Transcribe everything in the data word for word. Pictures are left out.

____

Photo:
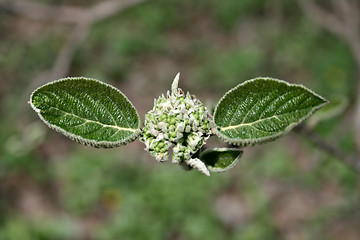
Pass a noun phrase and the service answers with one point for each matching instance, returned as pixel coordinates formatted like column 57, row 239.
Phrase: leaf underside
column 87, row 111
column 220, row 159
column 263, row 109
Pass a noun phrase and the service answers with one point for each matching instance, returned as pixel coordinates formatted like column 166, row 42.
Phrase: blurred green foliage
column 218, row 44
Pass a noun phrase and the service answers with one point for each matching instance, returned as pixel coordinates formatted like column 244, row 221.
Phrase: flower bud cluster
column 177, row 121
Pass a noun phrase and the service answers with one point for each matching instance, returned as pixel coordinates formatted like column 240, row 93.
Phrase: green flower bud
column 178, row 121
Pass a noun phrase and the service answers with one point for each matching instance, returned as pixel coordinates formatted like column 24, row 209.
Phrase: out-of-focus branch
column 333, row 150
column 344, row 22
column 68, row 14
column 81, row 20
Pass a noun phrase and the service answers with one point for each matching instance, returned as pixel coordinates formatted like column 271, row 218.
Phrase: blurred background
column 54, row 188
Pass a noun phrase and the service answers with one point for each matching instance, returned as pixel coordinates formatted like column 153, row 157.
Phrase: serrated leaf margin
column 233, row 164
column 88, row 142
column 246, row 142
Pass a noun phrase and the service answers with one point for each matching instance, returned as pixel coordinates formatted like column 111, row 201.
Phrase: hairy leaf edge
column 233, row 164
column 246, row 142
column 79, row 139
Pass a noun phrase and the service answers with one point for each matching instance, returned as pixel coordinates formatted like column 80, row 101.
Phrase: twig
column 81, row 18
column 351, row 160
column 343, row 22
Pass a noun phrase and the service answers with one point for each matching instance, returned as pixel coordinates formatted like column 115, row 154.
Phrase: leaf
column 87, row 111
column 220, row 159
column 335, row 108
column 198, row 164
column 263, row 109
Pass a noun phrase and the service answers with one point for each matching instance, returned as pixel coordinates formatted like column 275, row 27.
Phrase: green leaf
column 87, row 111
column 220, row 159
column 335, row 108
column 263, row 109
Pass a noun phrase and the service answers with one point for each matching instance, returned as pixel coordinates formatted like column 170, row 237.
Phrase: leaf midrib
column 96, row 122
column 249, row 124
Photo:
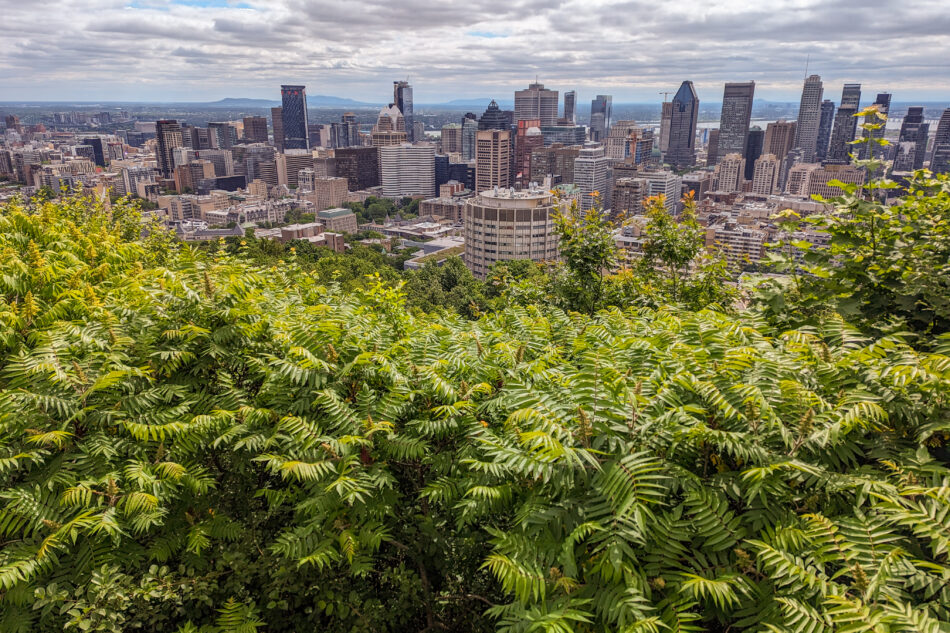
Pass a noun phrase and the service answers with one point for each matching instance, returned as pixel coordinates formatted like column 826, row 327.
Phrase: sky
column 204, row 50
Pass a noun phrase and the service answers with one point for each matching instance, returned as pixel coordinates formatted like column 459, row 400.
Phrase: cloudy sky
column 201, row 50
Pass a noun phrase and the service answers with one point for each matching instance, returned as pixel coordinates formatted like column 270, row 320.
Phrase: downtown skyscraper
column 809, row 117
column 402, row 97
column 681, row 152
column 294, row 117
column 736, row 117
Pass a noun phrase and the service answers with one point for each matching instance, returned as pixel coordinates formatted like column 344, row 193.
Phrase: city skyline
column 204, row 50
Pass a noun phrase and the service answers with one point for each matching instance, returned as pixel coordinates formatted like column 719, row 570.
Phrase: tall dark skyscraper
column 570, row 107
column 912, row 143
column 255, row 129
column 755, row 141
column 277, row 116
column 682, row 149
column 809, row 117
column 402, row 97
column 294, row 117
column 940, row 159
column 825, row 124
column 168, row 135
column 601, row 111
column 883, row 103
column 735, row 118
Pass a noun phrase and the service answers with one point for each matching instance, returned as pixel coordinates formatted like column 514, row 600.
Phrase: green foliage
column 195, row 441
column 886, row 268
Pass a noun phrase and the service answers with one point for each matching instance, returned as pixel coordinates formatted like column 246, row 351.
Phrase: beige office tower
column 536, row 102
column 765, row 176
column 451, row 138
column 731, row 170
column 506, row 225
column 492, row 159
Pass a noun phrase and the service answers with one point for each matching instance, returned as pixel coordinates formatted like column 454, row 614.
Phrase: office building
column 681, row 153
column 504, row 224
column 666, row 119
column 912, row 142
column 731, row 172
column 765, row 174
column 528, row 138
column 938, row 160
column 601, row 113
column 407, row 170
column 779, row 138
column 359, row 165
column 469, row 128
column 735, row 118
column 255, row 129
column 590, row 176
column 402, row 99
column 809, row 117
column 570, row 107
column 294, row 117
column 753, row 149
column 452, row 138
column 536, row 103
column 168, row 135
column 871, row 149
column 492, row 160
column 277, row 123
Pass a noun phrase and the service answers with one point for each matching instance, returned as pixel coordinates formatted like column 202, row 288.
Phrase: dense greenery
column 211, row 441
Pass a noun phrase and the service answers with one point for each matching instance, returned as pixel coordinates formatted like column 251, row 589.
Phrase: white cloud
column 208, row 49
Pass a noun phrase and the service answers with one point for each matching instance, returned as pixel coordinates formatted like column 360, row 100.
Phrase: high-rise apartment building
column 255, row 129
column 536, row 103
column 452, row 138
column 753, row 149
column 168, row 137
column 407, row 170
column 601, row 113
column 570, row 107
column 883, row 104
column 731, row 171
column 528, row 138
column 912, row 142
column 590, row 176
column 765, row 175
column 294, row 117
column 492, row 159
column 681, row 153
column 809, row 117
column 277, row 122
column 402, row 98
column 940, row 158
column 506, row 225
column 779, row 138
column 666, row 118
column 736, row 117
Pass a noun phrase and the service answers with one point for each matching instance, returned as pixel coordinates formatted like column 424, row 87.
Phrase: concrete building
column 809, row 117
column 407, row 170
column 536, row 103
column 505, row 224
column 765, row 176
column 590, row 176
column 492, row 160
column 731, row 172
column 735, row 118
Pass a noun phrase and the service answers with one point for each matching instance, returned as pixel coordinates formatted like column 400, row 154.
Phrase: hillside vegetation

____

Task output »
Photo:
Pass a noun phrase and the service answers with one point for each matching instance, returned as pixel coordinates formatted like column 57, row 239.
Phrase: leaf underside
column 87, row 111
column 220, row 159
column 263, row 109
Pass a noun phrase and the service answers with one point for each matching instance, returned as pixel coordinates formatted like column 166, row 42.
Phrase: blurred green foliage
column 218, row 44
Pass a noun phrase and the service answers with one point for each matching instance, returned as pixel coordinates formatted like column 244, row 221.
Phrase: flower bud cluster
column 177, row 121
Pass a noun phrase and the service answers with one point for each matching instance, returned as pixel coordinates formatted like column 240, row 93.
Phrase: green flower bud
column 178, row 121
Pass a noun phrase and the service answers with one point for each matching instance, returned as pixel coordinates formatted like column 24, row 209.
Phrase: out-of-focus branch
column 333, row 150
column 344, row 22
column 68, row 14
column 81, row 20
Pass a noun phrase and the service answers with one point for each matching instance, returned as pixel coordinates formatted like column 271, row 218.
Phrase: blurred background
column 54, row 188
Pass a noun phrase and the service answers with one point for each matching instance, returned as pixel coordinates formatted like column 153, row 157.
Phrase: serrated leaf margin
column 233, row 164
column 88, row 142
column 246, row 142
Pass a noun phrase and the service answers with one point for each matching instance, returned as pixel coordinates formatted like column 111, row 201.
Phrase: hairy leaf edge
column 233, row 164
column 246, row 142
column 79, row 139
Pass a noun phrase and the service answers with one point for each matching instance, returned as pixel coordinates formatted like column 80, row 101.
Phrase: twig
column 81, row 18
column 351, row 160
column 343, row 22
Pass a noun phrase and the service answers with one point for each matching instance, returned as pixel coordinates formatted like column 115, row 154.
Phrase: leaf
column 87, row 111
column 220, row 159
column 335, row 108
column 198, row 164
column 263, row 109
Pass a noun phrase and the service answers with one point for each matching instance, returned as pixel coordinates formatted like column 275, row 27.
Phrase: green leaf
column 87, row 111
column 220, row 159
column 335, row 108
column 263, row 109
Pass a noun phrase and the service answers with one point for each matching instance, returned as pixel coordinates formatted like column 170, row 237.
Phrase: leaf midrib
column 96, row 122
column 249, row 124
Photo:
Pass a noun phrase and the service answers with one point for each matching instance, returned as pixel coordinates formatted like column 826, row 327.
Phrase: sky
column 204, row 50
Pass a noun phrase and the service answers with one point for each matching instance, returned as pixel coordinates formatted like column 459, row 400.
Phrase: cloudy sky
column 201, row 50
Pass a noun phrase and the service answers with one point for each matching instance, returned as pixel coordinates formatted like column 270, row 320.
Phrase: downtown skyscraper
column 809, row 117
column 402, row 97
column 681, row 152
column 294, row 117
column 736, row 117
Pass a noun phrase and the service answers with one point for each matching instance, returned as pixel coordinates formatted like column 344, row 193.
Phrase: city skyline
column 204, row 50
Pass a noun phrase and the service answers with one point for each matching instance, returned as pixel coordinates formatted like column 719, row 570.
Phrase: tall dark skyscraper
column 570, row 107
column 912, row 143
column 255, row 129
column 755, row 141
column 277, row 116
column 682, row 149
column 809, row 117
column 402, row 97
column 294, row 117
column 940, row 159
column 825, row 124
column 168, row 135
column 601, row 111
column 883, row 103
column 735, row 118
Pass a noun phrase and the service answers with one point for each matching instance, returned as pixel coordinates formatted like column 514, row 600.
Phrase: green foliage
column 195, row 441
column 886, row 268
Pass a noun phrase and the service answers with one point for each matching instance, returned as pixel coordinates formatted like column 246, row 351.
Phrase: beige office tower
column 536, row 102
column 765, row 176
column 451, row 138
column 731, row 170
column 506, row 225
column 492, row 159
Pass a noun phrase and the service answers with one point for each matching instance, returned as pixel coordinates formatted like column 454, row 614.
Phrase: office building
column 681, row 153
column 504, row 224
column 666, row 119
column 912, row 142
column 731, row 172
column 765, row 174
column 528, row 138
column 938, row 160
column 601, row 113
column 407, row 170
column 779, row 138
column 359, row 165
column 469, row 128
column 735, row 118
column 255, row 129
column 590, row 176
column 402, row 99
column 809, row 117
column 570, row 107
column 294, row 117
column 753, row 149
column 452, row 138
column 536, row 103
column 168, row 135
column 871, row 149
column 492, row 160
column 277, row 123
Pass a noun phrase and the service answers with one point for each matching instance, returned as pixel coordinates formatted like column 202, row 288.
Phrase: dense greenery
column 211, row 441
Pass a noun phrase and the service answers with one point for each matching instance, returned as pixel coordinates formatted like column 251, row 589.
Phrase: white cloud
column 208, row 49
Pass a noun phrase and the service answers with one point for each matching instance, returned as pixel coordinates formatted like column 360, row 100.
Phrase: high-rise apartment building
column 255, row 129
column 536, row 103
column 452, row 138
column 753, row 149
column 168, row 137
column 407, row 170
column 601, row 113
column 570, row 107
column 883, row 104
column 731, row 171
column 528, row 138
column 912, row 142
column 590, row 176
column 765, row 175
column 294, row 117
column 492, row 159
column 681, row 153
column 809, row 117
column 277, row 122
column 402, row 98
column 940, row 158
column 506, row 225
column 779, row 138
column 666, row 118
column 736, row 117
Pass a noun phrase and the service answers with one point for each matching instance, returned as pixel coordinates formatted like column 424, row 87.
Phrase: concrete building
column 809, row 117
column 407, row 170
column 536, row 103
column 505, row 224
column 765, row 176
column 590, row 176
column 492, row 160
column 731, row 172
column 735, row 118
Pass a noun phrase and the service answers with one point for each matching instance, returned as pixel coordinates formatted like column 400, row 154.
Phrase: hillside vegetation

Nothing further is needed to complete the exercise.